Case
No.: CH/00/4116, CH/00/4117, CH/00/4077 and CH/00/4115
Applicant: Bisera SPAHALIC, Mustafa SPAHALIC, Avdo
TOSKIC and Adil USANOVIC
Respondent Party: Bosnia and Herzegovina and Republika
Srpska
Date Delivered: 7 September 2001
DECISION ON ADMISSIBILITY AND MERITS
Factual Background
These cases concern
the attempts of the applicants, who are displaced persons
of Bosniak descent, to regain possession of their property
in Brcko. Pursuant to Annex 2 to the Dayton Peace Agreement,
the question of control over Brcko was left open for later
international arbitration. Annex 2 further stipulated that,
in the meantime, and unless otherwise agreed, the area would
continue to be administered as it had been at the time the
Dayton Peace Agreement was signed. Each applicant has been
trying to regain property that is situated in the north-eastern
part of the Brcko District that was under the control of the
Republika Srpska at the time that the Dayton Peace Agreement
was signed.
All of the applicants
initiated administrative proceedings before the Republika
Srpska authorities to regain possession of their homes in
1999. In the case of three applicants, no response was received
from the Republika Srpska authorities; one of these applicants
was reinstated into his apartment by the Brcko District in
2000. The remaining applicant was reinstated into his apartment
by the Ministry for Refugees and Displaced Persons of the
Republika Srpska in 2000.
On 5 March 1999
the Arbitral Tribunal, established under the Dayton Peace
Agreement, issued its final award, establishing that Brcko
shall be a "self-governing neutral district" under
the sovereignty of Bosnia and Herzegovina. The Statute of
Brcko, the instrument implementing the Arbitral Award, was
adopted on 8 March 2000. On 19 September 2000 a Memorandum
of Understanding setting out the responsibilities of the new
Department of Urbanism of the Brcko District was signed between
the Entities. The Brcko District Judiciary was established
on 1 April 2001.
Admissibility
The Chamber declared
the applications admissible insofar as they were directed
against Bosnia and Herzegovina in respect of allegations arising
under Article 8 and Article 1 of Protocol No. 1 after the
signing of the Memorandum of Understanding on 19 September
2000 and concerning allegations arising under Articles 6 and
13 after the creation of the District of Brcko Judiciary on
1 April 2001. The Chamber rejected the applications as inadmissible
insofar as they were directed against Bosnia and Herzegovina
in relation to Article 8 and Article 1 of Protocol No. 1 prior
to 19 September 2000 and in relation to Articles 6 and 13
prior to 1 April 2001.
The Chamber declared
the applications admissible insofar as they were directed
against the Republika Srpska in respect of allegations arising
under Article 8 and Article 1 of Protocol No. 1 prior to the
signing of the Memorandum of Understanding on 19 September
2000, and concerning allegations arising under Articles 6
and 13. The Chamber rejected the applications as being inadmissible
insofar as they were directed against the Republika Srpska
in relation to Article 8 and Article 1 of Protocol No. 1 after
19 September 2000.

Pointing and labeling entries

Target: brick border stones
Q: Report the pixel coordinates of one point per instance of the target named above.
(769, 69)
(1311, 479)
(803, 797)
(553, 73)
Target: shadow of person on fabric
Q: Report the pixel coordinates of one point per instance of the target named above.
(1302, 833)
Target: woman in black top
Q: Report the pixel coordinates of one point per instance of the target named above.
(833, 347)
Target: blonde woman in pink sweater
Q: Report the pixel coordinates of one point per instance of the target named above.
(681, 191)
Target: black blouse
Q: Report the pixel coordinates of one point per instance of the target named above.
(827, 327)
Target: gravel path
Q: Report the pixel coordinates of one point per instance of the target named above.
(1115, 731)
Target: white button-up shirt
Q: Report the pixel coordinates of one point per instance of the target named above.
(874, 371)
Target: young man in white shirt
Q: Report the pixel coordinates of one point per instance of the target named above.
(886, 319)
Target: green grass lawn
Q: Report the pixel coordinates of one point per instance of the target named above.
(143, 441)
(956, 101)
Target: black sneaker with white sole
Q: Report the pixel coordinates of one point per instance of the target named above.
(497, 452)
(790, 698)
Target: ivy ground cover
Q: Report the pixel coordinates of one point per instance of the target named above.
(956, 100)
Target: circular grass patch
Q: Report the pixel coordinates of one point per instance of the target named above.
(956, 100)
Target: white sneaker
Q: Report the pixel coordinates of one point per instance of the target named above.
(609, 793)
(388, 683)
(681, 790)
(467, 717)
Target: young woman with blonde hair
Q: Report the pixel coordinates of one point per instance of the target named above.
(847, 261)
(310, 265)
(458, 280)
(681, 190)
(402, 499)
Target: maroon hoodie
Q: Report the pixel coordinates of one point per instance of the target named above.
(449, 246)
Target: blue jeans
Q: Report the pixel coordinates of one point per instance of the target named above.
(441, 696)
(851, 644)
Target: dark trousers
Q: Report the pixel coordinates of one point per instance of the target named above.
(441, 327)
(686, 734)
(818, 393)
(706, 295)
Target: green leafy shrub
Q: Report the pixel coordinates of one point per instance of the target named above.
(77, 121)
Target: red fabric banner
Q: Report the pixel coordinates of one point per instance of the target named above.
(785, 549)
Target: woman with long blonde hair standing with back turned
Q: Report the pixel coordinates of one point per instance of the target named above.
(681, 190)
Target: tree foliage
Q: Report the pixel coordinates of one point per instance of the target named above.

SHORT EXERCISE – Write out, word for word, the passage of the Brcko property decision above that opens with "On 5 March 1999" and ends with "on 1 April 2001.".

WORKED ANSWER –
On 5 March 1999
the Arbitral Tribunal, established under the Dayton Peace
Agreement, issued its final award, establishing that Brcko
shall be a "self-governing neutral district" under
the sovereignty of Bosnia and Herzegovina. The Statute of
Brcko, the instrument implementing the Arbitral Award, was
adopted on 8 March 2000. On 19 September 2000 a Memorandum
of Understanding setting out the responsibilities of the new
Department of Urbanism of the Brcko District was signed between
the Entities. The Brcko District Judiciary was established
on 1 April 2001.